* Task details
Rewrite the records from the line that has "[tag] blueprint drawing" through the line that has "(1038, 751)", putting "dark brown" in place of "brown" and keeping everything else the same.

[Begin]

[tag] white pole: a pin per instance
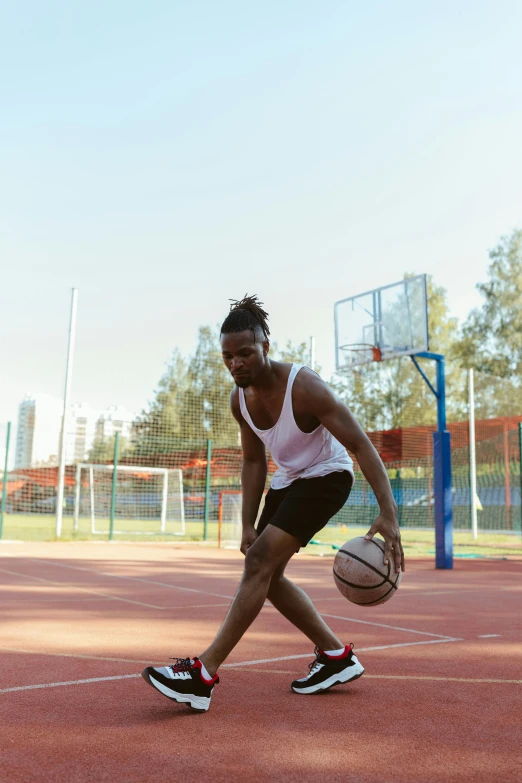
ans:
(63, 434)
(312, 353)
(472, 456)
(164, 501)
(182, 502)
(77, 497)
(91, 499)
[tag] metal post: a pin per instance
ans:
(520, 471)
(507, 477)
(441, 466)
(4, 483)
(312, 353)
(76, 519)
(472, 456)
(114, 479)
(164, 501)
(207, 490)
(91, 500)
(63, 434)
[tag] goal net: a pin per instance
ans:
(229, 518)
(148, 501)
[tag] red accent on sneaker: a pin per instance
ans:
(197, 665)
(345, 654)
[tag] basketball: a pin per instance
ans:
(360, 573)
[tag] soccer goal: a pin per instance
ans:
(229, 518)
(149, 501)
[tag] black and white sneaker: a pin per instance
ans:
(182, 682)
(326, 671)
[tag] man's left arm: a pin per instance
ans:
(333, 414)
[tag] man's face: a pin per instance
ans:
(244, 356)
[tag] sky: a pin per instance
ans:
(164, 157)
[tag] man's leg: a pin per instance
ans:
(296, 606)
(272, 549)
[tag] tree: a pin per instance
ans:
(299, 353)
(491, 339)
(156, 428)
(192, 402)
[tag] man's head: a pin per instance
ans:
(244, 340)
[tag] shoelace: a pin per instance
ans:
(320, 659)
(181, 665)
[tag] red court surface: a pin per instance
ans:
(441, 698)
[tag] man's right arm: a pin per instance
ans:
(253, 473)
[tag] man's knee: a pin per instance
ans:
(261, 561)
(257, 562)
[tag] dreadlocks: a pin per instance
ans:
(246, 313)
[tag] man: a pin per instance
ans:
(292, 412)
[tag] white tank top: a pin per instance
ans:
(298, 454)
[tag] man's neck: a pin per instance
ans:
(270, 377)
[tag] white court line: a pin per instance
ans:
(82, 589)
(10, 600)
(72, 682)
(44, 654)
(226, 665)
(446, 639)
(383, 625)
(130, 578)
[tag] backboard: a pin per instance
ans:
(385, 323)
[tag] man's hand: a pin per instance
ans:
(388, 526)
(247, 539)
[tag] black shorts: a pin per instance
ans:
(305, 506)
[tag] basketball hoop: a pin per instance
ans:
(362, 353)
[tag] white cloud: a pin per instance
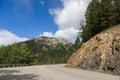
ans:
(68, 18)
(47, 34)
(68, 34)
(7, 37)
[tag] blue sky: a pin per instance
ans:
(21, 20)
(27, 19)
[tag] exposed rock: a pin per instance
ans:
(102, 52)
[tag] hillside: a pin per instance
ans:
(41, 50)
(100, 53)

[End]
[Begin]

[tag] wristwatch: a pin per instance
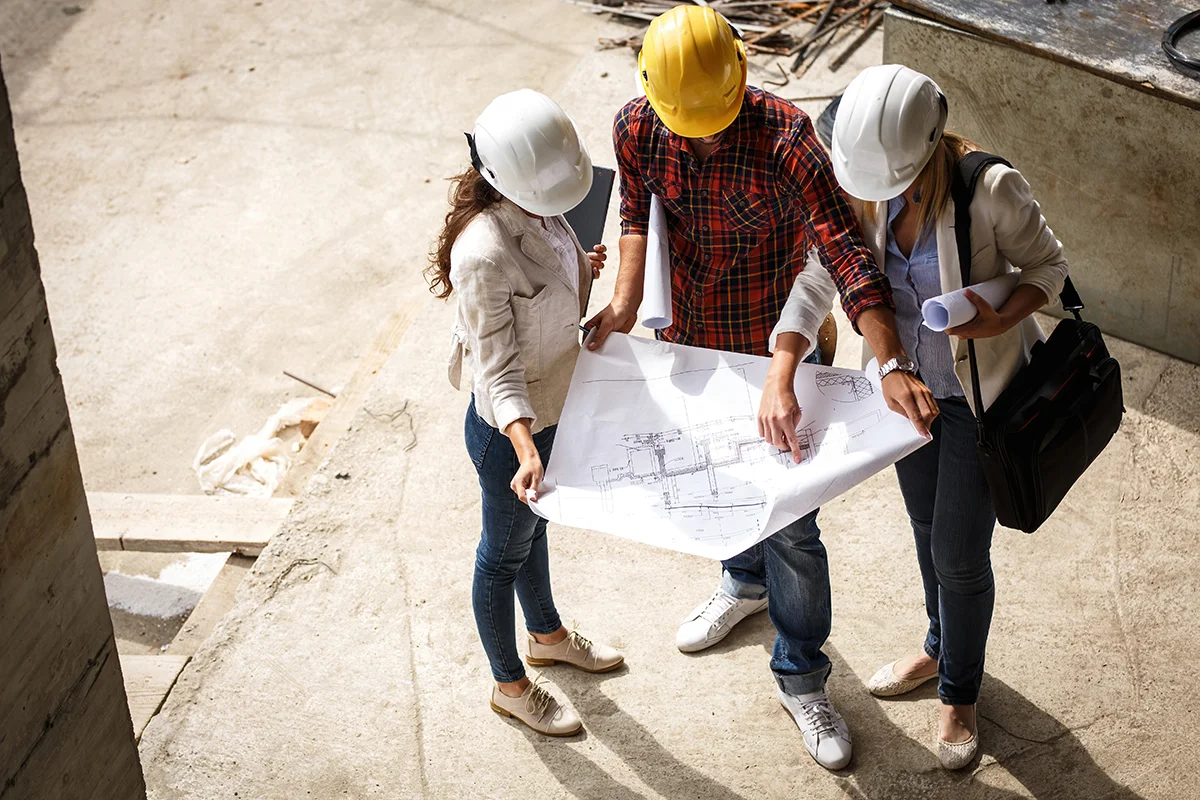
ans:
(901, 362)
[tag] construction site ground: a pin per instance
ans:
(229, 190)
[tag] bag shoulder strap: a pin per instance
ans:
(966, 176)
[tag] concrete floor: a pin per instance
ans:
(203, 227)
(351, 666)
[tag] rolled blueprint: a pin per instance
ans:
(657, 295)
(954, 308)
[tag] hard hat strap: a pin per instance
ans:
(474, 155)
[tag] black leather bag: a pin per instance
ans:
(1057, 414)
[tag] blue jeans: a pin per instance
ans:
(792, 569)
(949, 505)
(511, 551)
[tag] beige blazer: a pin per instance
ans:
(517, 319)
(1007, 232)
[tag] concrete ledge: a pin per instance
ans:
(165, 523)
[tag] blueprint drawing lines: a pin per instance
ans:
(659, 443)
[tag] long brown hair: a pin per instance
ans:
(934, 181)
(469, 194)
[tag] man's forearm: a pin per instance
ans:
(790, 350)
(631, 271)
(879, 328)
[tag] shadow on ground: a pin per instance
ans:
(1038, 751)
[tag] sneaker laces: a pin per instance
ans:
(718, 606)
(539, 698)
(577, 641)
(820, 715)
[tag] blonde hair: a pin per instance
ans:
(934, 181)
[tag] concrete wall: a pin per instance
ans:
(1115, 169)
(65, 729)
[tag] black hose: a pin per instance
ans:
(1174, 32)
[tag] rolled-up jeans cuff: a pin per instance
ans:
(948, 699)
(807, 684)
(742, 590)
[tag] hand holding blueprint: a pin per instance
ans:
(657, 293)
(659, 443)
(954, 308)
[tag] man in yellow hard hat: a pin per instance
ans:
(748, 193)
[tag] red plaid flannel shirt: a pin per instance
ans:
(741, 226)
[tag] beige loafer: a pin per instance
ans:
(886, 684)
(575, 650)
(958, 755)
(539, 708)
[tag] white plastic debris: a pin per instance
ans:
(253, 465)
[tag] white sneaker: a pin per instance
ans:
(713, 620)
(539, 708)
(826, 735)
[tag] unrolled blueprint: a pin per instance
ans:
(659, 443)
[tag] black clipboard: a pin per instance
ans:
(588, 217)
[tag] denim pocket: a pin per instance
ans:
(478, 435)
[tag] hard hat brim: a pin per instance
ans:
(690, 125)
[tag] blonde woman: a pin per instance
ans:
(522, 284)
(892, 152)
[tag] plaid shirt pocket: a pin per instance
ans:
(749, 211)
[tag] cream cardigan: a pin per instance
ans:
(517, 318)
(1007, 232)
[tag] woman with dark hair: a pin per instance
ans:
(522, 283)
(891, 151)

[End]

* Task result
[tag] blueprint drawing lines: a pin per instance
ans:
(659, 443)
[tag] long dark brown hair: a pin per instance
ans:
(934, 181)
(469, 194)
[tag] man's forearm: a pin per instance
ans:
(790, 350)
(631, 271)
(879, 328)
[tag] shadow on ground: a pin per instance
ans:
(1038, 751)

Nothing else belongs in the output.